• _What to produce_: Format as a numbered list the lines of the listing starting at the line that contains "Exercise. Point out the roof" and ending at the end of the listing, leaving out blank lines.

[Records from a point-labeling set]
** BEGIN **
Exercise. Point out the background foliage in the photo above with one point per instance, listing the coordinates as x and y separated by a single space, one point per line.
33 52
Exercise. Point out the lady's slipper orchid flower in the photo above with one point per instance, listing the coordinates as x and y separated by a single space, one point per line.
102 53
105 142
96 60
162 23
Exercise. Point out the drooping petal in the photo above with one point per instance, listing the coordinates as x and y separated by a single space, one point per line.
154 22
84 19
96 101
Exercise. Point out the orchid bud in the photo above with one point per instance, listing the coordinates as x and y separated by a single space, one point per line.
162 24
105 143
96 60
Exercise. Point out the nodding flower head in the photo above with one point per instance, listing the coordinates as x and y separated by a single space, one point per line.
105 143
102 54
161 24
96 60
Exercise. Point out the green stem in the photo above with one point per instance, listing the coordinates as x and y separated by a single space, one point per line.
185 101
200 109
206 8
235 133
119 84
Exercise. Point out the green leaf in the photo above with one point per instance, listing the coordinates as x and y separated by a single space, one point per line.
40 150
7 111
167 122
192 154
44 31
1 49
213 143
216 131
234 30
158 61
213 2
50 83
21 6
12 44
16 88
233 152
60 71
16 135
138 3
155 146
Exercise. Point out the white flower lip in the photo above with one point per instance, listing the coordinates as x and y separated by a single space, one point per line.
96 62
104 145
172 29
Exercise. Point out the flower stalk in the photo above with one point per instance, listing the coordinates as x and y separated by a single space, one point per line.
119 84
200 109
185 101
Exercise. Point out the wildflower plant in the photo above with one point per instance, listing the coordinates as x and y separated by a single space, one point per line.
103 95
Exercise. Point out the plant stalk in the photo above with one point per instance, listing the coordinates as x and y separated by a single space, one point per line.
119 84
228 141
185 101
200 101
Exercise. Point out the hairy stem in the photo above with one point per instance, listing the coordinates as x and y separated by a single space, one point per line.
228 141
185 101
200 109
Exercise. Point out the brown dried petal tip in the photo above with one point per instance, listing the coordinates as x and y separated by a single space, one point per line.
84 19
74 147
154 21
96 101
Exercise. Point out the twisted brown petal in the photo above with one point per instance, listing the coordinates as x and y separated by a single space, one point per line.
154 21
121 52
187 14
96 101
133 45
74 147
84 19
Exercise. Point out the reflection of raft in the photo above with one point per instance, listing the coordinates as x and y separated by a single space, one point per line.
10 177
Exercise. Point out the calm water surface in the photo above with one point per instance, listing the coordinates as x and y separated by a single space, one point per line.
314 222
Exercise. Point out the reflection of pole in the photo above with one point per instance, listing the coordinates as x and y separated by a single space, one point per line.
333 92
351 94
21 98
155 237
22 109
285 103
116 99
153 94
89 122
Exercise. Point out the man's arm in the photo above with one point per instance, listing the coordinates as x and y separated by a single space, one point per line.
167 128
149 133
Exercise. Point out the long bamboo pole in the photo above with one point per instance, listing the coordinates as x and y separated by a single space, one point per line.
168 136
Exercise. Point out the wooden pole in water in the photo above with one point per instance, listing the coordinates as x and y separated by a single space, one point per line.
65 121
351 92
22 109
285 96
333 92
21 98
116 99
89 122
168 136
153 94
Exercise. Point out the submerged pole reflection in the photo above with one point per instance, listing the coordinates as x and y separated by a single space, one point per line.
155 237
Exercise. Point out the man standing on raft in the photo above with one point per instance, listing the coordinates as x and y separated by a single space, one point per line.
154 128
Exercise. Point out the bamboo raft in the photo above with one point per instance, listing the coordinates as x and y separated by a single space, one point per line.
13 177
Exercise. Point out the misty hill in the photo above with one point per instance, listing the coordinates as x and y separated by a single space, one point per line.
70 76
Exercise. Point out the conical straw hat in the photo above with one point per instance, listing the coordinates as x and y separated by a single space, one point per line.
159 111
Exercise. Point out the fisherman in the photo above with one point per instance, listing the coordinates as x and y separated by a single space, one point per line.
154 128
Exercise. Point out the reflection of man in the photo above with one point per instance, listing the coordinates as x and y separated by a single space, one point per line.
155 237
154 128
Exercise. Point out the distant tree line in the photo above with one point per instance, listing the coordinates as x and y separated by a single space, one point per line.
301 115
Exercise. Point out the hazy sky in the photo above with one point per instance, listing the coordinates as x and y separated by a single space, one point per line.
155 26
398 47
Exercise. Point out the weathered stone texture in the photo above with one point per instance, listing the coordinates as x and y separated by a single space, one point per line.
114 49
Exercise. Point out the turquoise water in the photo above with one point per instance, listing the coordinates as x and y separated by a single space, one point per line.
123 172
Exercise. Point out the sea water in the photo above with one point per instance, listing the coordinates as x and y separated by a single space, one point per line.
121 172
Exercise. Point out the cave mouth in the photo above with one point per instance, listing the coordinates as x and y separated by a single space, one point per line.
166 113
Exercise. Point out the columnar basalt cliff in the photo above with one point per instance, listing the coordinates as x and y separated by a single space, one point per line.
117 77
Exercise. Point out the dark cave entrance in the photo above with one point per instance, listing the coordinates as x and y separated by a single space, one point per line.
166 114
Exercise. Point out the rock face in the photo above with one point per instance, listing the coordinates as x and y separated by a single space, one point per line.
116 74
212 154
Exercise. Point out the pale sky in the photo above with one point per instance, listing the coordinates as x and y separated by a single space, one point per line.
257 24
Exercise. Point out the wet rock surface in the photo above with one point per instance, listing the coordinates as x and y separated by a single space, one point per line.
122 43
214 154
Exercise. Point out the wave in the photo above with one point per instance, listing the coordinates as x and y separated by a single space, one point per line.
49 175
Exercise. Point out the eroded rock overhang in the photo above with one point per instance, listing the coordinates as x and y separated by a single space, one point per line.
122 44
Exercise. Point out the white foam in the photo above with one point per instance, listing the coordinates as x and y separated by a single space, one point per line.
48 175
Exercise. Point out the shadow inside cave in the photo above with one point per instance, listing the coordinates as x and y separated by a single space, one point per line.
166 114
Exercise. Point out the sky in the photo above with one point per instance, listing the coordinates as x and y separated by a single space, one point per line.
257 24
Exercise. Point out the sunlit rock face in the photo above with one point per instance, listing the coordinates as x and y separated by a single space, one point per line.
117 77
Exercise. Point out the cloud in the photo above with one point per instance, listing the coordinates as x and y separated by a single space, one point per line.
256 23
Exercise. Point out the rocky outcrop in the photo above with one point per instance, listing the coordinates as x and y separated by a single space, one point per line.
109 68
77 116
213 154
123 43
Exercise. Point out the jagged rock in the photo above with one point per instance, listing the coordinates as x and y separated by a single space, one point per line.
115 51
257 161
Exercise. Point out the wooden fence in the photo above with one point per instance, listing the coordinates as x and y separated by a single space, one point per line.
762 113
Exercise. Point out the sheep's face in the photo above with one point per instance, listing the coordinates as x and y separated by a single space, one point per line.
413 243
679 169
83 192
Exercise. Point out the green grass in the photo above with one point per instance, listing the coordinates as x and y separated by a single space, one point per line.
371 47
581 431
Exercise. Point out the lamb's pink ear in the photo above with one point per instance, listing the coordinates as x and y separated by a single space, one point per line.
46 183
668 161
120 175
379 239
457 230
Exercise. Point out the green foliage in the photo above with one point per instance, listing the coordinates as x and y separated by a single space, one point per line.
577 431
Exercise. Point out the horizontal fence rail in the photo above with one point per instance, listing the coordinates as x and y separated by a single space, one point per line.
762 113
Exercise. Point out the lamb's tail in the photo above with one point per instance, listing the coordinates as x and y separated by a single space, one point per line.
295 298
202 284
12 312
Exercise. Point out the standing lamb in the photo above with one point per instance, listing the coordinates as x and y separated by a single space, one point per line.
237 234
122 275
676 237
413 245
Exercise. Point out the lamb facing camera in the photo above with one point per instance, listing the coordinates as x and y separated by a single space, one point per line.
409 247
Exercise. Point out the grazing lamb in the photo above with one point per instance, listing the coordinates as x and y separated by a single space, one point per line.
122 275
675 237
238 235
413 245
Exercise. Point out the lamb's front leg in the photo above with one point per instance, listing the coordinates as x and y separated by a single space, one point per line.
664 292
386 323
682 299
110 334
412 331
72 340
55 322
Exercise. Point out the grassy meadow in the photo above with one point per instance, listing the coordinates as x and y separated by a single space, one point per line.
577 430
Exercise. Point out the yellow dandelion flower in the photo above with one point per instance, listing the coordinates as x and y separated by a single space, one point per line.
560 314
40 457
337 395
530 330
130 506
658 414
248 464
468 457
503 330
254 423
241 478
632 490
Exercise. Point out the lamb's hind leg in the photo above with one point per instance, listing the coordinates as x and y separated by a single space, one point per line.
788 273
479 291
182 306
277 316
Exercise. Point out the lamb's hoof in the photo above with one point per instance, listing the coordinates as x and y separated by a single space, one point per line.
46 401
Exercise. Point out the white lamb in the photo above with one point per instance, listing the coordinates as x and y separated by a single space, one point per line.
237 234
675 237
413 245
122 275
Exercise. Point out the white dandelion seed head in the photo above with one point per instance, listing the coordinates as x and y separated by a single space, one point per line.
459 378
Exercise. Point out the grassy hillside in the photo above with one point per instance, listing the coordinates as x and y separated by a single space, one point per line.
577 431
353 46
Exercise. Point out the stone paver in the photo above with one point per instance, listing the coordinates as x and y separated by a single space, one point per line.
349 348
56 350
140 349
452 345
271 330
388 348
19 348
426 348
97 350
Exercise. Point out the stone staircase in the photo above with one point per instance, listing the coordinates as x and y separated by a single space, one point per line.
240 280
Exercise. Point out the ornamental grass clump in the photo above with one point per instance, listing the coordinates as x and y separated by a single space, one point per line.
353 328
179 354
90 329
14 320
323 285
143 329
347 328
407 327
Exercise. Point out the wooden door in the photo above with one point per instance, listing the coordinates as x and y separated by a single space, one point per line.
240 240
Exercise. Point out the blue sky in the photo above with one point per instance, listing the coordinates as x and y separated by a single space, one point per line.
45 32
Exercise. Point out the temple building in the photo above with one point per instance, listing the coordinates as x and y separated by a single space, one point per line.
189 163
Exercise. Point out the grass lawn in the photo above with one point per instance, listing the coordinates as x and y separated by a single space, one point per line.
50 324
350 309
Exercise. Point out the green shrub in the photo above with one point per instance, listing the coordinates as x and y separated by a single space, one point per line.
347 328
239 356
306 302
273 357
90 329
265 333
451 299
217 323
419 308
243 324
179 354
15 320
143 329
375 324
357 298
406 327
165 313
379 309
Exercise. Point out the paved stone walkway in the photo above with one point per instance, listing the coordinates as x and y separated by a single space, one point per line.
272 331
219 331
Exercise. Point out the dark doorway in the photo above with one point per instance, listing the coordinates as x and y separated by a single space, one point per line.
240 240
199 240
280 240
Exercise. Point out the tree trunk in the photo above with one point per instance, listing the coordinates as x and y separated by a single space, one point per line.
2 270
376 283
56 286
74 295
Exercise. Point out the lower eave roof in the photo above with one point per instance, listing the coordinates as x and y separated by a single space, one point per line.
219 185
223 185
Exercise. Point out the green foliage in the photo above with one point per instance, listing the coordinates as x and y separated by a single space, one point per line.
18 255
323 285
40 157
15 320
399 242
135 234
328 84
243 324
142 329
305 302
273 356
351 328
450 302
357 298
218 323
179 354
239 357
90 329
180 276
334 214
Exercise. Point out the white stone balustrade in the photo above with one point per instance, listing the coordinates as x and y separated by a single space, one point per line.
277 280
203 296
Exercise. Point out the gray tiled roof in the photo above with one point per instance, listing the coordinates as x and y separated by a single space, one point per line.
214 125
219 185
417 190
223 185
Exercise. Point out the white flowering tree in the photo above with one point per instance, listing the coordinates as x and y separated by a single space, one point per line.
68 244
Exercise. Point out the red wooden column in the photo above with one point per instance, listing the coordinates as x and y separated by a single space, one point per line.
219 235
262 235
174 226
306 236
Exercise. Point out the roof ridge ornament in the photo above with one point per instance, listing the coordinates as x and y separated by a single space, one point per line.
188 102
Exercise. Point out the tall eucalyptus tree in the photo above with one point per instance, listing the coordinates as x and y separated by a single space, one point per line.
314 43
** END **
• _Response_:
1. Exercise. Point out the roof ridge ornament in the photo above with one point per instance, listing the coordinates as x and y separated by a single space, one point per line.
2. 188 102
3. Exercise. Point out the tall eucalyptus tree in the photo above with one point per instance, listing the coordinates as x and y separated by a single space, one point per line.
4. 314 43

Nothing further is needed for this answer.